[Region pointing data]
════
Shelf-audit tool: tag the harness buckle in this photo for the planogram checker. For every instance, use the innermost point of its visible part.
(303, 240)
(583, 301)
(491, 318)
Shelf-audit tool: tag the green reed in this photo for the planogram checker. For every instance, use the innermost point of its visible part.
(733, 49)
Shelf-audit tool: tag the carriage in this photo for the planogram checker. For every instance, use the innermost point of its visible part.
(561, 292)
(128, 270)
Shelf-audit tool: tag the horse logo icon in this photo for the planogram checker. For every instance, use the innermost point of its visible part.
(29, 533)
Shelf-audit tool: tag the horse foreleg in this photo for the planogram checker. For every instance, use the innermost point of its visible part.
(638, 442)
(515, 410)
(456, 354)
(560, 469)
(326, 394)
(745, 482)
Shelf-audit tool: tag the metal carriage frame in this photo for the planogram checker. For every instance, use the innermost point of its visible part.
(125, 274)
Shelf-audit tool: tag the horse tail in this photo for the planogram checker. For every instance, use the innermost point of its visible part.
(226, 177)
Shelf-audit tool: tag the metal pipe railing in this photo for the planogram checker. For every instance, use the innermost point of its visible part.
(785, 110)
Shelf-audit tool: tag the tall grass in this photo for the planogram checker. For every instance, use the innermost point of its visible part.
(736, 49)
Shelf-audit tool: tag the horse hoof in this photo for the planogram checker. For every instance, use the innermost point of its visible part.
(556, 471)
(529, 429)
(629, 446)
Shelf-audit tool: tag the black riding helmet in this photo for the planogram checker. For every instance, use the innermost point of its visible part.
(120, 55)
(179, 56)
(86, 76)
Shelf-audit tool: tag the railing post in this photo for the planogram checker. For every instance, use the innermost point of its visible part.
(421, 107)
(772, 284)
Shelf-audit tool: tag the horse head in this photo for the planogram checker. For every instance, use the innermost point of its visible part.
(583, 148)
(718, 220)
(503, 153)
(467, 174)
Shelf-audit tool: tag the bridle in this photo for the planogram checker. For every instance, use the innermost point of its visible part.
════
Please return all of the records exactly as they appear.

→ TASK RESPONSE
Shelf-audit tool: tag the harness buckle in this photo for the planogram checker. For every instance, use the innermost point of its visible part.
(303, 240)
(583, 301)
(491, 318)
Shelf-audit tool: tag the green reed in this photo for the planogram checker. For every instance, use the innermost point of its visible part.
(733, 49)
Shelf-audit tool: tag the carriage in this photo for the planogram checker. For every instance, use the innermost point of its visible part.
(561, 292)
(128, 270)
Shelf-audit tool: tag the horse logo icon in this photo for the planogram checker. For every instance, use the innermost point of its visible part.
(29, 533)
Shelf-audit tool: tag the horse foreleg in this photo for the planogram checker. For every instance, use the innermost point of its visible part.
(638, 442)
(515, 410)
(456, 354)
(560, 469)
(326, 394)
(745, 482)
Shelf-audit tool: tag the metal carriage frame in this photo for the planogram checker. For every instance, use the innermost point of its visible part.
(125, 274)
Shelf-audit tool: tag the horse tail in this photo for the planogram checker. For every instance, use the innermost point of its visible part.
(226, 177)
Shelf-audit tool: tag the metal pipe railing in this photo for the planogram checker. For every instance, use the innermost point of its visible part.
(785, 110)
Shelf-audit tool: tag the tall grass in this photo for the planogram checker. For every instance, use the innermost point of its visible part.
(736, 49)
Shelf-audit tool: tag the horse hoof in this photo for the planogram checker. For every instance, use the innermost point of its visible part.
(556, 471)
(529, 429)
(629, 446)
Shelf-audit tool: tag the black riding helmet in this photo for the planogram checker. For every instance, use the innermost point of its visible part.
(120, 55)
(179, 56)
(86, 76)
Shelf-audit tool: tag the railing post in this photo for the planogram checker. For every instance, use the innermost point of its visible part.
(421, 107)
(772, 284)
Shelf-audit tool: tag the horse head in this photo for the planogram checker. For every instance, use the innermost point of its visible part.
(583, 148)
(718, 220)
(503, 153)
(467, 174)
Shelf-audit tool: tag the bridle in this photo for the planogram checker. For every instance, use the innermost point of its visible part.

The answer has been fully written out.